__STORED RECORDS__.
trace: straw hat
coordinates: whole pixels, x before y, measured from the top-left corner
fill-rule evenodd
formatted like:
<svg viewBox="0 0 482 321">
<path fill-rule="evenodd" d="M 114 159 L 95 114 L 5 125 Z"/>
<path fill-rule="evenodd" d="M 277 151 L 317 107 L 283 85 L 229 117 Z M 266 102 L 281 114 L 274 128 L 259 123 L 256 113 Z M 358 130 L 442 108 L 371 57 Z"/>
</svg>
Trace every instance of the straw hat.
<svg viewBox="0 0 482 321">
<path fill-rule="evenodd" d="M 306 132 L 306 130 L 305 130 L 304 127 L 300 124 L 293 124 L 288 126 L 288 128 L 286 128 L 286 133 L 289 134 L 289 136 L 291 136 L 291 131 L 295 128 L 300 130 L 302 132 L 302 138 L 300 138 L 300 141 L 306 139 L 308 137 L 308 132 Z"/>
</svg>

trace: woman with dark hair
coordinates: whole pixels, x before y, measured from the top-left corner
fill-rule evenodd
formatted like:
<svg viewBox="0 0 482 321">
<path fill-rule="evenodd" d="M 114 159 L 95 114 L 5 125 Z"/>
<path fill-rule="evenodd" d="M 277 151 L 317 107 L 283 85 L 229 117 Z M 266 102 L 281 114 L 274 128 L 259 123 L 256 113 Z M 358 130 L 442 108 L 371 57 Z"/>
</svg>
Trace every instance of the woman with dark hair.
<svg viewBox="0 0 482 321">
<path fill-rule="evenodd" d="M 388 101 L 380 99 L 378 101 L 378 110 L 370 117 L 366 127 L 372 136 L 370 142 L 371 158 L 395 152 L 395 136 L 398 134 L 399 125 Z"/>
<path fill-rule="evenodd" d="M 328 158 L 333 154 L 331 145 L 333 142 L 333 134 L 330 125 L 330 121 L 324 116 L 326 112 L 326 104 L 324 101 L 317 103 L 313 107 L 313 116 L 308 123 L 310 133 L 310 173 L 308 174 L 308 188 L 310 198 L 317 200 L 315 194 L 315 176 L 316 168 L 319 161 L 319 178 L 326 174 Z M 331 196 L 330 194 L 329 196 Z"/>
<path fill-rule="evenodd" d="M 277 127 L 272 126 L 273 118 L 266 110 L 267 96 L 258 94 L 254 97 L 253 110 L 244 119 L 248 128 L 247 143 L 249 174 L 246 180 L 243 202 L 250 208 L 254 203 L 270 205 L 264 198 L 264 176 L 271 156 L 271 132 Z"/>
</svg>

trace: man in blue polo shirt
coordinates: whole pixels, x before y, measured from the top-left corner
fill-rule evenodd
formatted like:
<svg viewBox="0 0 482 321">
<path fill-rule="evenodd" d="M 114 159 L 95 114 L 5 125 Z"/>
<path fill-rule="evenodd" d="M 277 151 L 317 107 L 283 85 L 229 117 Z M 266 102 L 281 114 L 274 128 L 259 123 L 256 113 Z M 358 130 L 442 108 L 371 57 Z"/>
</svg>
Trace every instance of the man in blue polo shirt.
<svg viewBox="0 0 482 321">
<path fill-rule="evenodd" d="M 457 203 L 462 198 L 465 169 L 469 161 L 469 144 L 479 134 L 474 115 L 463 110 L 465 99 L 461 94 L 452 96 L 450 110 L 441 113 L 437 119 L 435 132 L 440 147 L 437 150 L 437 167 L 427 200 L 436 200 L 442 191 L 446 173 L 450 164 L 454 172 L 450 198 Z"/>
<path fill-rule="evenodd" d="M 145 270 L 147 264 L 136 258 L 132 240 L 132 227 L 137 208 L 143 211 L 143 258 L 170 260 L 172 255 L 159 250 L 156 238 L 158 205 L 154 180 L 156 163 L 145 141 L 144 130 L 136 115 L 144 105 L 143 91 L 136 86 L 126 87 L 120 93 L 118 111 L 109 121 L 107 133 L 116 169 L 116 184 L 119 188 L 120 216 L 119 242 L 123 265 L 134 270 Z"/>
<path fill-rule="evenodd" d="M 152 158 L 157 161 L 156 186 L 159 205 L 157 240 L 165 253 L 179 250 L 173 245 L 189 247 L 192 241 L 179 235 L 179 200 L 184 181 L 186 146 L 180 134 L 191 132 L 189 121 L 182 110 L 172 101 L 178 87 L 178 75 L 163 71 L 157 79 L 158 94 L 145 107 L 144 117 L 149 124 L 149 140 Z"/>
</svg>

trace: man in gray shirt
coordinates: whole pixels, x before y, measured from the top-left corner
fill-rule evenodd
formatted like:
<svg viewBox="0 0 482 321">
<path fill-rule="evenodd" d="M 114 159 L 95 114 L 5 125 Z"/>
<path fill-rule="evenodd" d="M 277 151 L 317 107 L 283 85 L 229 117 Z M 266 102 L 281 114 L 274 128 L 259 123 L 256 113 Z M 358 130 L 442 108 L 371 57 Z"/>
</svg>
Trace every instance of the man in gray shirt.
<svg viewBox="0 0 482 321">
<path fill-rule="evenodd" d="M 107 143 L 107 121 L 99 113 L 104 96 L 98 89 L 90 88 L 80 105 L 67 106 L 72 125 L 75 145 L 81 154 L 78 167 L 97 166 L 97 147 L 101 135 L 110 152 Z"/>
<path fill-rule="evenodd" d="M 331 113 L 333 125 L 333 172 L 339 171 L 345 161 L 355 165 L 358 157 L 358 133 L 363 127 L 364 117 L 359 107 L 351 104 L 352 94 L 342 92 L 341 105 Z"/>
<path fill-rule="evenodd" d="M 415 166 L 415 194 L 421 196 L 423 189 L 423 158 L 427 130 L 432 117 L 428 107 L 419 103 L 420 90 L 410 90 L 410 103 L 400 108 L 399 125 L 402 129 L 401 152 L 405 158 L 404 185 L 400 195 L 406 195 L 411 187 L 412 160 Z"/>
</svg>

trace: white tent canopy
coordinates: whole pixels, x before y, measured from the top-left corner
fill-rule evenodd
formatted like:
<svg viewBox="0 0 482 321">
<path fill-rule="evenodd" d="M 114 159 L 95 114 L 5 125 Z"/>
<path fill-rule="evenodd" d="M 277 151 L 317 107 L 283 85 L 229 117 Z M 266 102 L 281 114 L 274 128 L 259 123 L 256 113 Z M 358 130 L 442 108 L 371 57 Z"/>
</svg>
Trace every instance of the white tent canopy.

__WHAT THE TASK ASKS__.
Rewrite all of the material above, putting "upper-left corner" wherever "top-left corner" appears and leaving every other character as it is.

__REPLY TO THE TASK__.
trace: straw hat
coordinates: whole pixels, x before y, measured from the upper-left corner
fill-rule evenodd
formatted like:
<svg viewBox="0 0 482 321">
<path fill-rule="evenodd" d="M 114 159 L 95 114 L 5 125 Z"/>
<path fill-rule="evenodd" d="M 277 151 L 317 107 L 283 85 L 229 117 Z M 266 102 L 281 114 L 274 128 L 259 123 L 256 113 Z M 358 130 L 442 108 L 371 57 Z"/>
</svg>
Trace every instance of the straw hat.
<svg viewBox="0 0 482 321">
<path fill-rule="evenodd" d="M 306 132 L 306 130 L 305 130 L 304 127 L 300 124 L 293 124 L 288 126 L 288 128 L 286 128 L 286 133 L 289 134 L 289 136 L 291 136 L 291 131 L 295 128 L 300 130 L 302 132 L 302 138 L 300 138 L 300 141 L 306 139 L 308 137 L 308 132 Z"/>
</svg>

trace: woman with dark hair
coordinates: whole pixels, x before y, measured from the upper-left corner
fill-rule evenodd
formatted like:
<svg viewBox="0 0 482 321">
<path fill-rule="evenodd" d="M 114 159 L 95 114 L 5 125 Z"/>
<path fill-rule="evenodd" d="M 277 151 L 317 107 L 283 85 L 229 117 Z M 266 102 L 281 114 L 274 128 L 259 123 L 256 113 Z M 358 130 L 442 108 L 371 57 Z"/>
</svg>
Trace every instance of the woman with dark hair.
<svg viewBox="0 0 482 321">
<path fill-rule="evenodd" d="M 388 101 L 380 99 L 378 101 L 378 110 L 370 117 L 366 127 L 372 136 L 370 142 L 371 158 L 395 152 L 395 136 L 398 134 L 399 125 Z"/>
<path fill-rule="evenodd" d="M 328 158 L 333 154 L 331 145 L 333 142 L 333 134 L 330 125 L 330 121 L 324 116 L 326 112 L 326 104 L 324 101 L 317 103 L 313 107 L 313 116 L 308 123 L 310 133 L 310 173 L 308 174 L 308 188 L 310 198 L 317 200 L 315 194 L 315 176 L 316 168 L 319 161 L 319 178 L 326 174 Z M 331 196 L 330 194 L 329 196 Z"/>
<path fill-rule="evenodd" d="M 277 127 L 272 126 L 273 118 L 266 110 L 267 96 L 258 94 L 254 97 L 253 110 L 244 119 L 248 128 L 247 143 L 249 174 L 246 180 L 243 202 L 250 208 L 254 203 L 270 205 L 264 198 L 264 176 L 271 156 L 271 132 Z"/>
</svg>

trace: man in blue polo shirt
coordinates: whole pixels, x before y, measured from the upper-left corner
fill-rule evenodd
formatted like:
<svg viewBox="0 0 482 321">
<path fill-rule="evenodd" d="M 114 159 L 95 114 L 5 125 Z"/>
<path fill-rule="evenodd" d="M 277 151 L 317 107 L 283 85 L 229 117 Z M 266 102 L 281 114 L 274 128 L 259 123 L 256 113 Z M 358 130 L 442 108 L 371 57 Z"/>
</svg>
Trace every instance of the man in blue polo shirt.
<svg viewBox="0 0 482 321">
<path fill-rule="evenodd" d="M 457 203 L 462 198 L 465 169 L 469 161 L 469 144 L 479 134 L 474 115 L 463 110 L 465 99 L 461 94 L 452 96 L 450 110 L 441 113 L 437 119 L 435 132 L 440 147 L 437 150 L 437 167 L 427 200 L 436 200 L 442 191 L 446 173 L 450 164 L 454 172 L 450 198 Z"/>
<path fill-rule="evenodd" d="M 145 270 L 147 264 L 136 258 L 132 240 L 132 227 L 137 208 L 143 211 L 143 258 L 170 260 L 172 255 L 159 250 L 156 238 L 158 205 L 154 180 L 156 163 L 145 141 L 144 130 L 136 115 L 144 105 L 143 91 L 136 86 L 126 87 L 120 93 L 118 111 L 109 121 L 107 133 L 116 169 L 116 184 L 119 188 L 120 216 L 119 242 L 123 265 L 134 270 Z"/>
<path fill-rule="evenodd" d="M 152 158 L 157 161 L 156 186 L 159 205 L 157 240 L 165 253 L 179 250 L 173 245 L 189 247 L 192 241 L 179 235 L 179 200 L 184 181 L 186 146 L 180 134 L 191 132 L 189 121 L 182 110 L 172 101 L 178 87 L 178 75 L 163 71 L 157 79 L 158 94 L 145 107 L 144 117 L 149 124 L 149 140 Z"/>
</svg>

trace: man in gray shirt
coordinates: whole pixels, x before y, measured from the upper-left corner
fill-rule evenodd
formatted like:
<svg viewBox="0 0 482 321">
<path fill-rule="evenodd" d="M 114 159 L 95 114 L 5 125 Z"/>
<path fill-rule="evenodd" d="M 277 151 L 317 107 L 283 85 L 229 117 Z M 266 102 L 281 114 L 274 128 L 259 123 L 256 113 Z M 358 130 L 442 108 L 371 57 Z"/>
</svg>
Trace every instance of the man in gray shirt.
<svg viewBox="0 0 482 321">
<path fill-rule="evenodd" d="M 107 143 L 107 121 L 99 113 L 104 96 L 98 89 L 90 88 L 80 105 L 67 106 L 72 125 L 75 145 L 81 154 L 78 167 L 97 166 L 97 147 L 101 135 L 110 152 Z"/>
<path fill-rule="evenodd" d="M 331 113 L 333 125 L 333 172 L 339 171 L 345 161 L 355 165 L 358 157 L 358 133 L 363 127 L 364 117 L 359 107 L 351 104 L 352 94 L 342 92 L 341 105 Z"/>
<path fill-rule="evenodd" d="M 415 166 L 415 194 L 421 196 L 423 189 L 423 158 L 427 130 L 432 117 L 428 107 L 419 103 L 420 90 L 410 90 L 410 103 L 400 108 L 399 125 L 402 129 L 401 152 L 405 158 L 404 185 L 400 195 L 406 195 L 411 187 L 412 160 Z"/>
</svg>

trace: white tent canopy
coordinates: whole pixels, x before y, measured from the upper-left corner
fill-rule evenodd
formatted like:
<svg viewBox="0 0 482 321">
<path fill-rule="evenodd" d="M 114 159 L 95 114 L 5 125 Z"/>
<path fill-rule="evenodd" d="M 277 151 L 317 107 L 283 85 L 229 117 Z M 266 102 L 281 114 L 274 128 L 259 123 L 256 113 Z M 358 130 L 442 108 L 371 57 Z"/>
</svg>
Trace every instance of the white tent canopy.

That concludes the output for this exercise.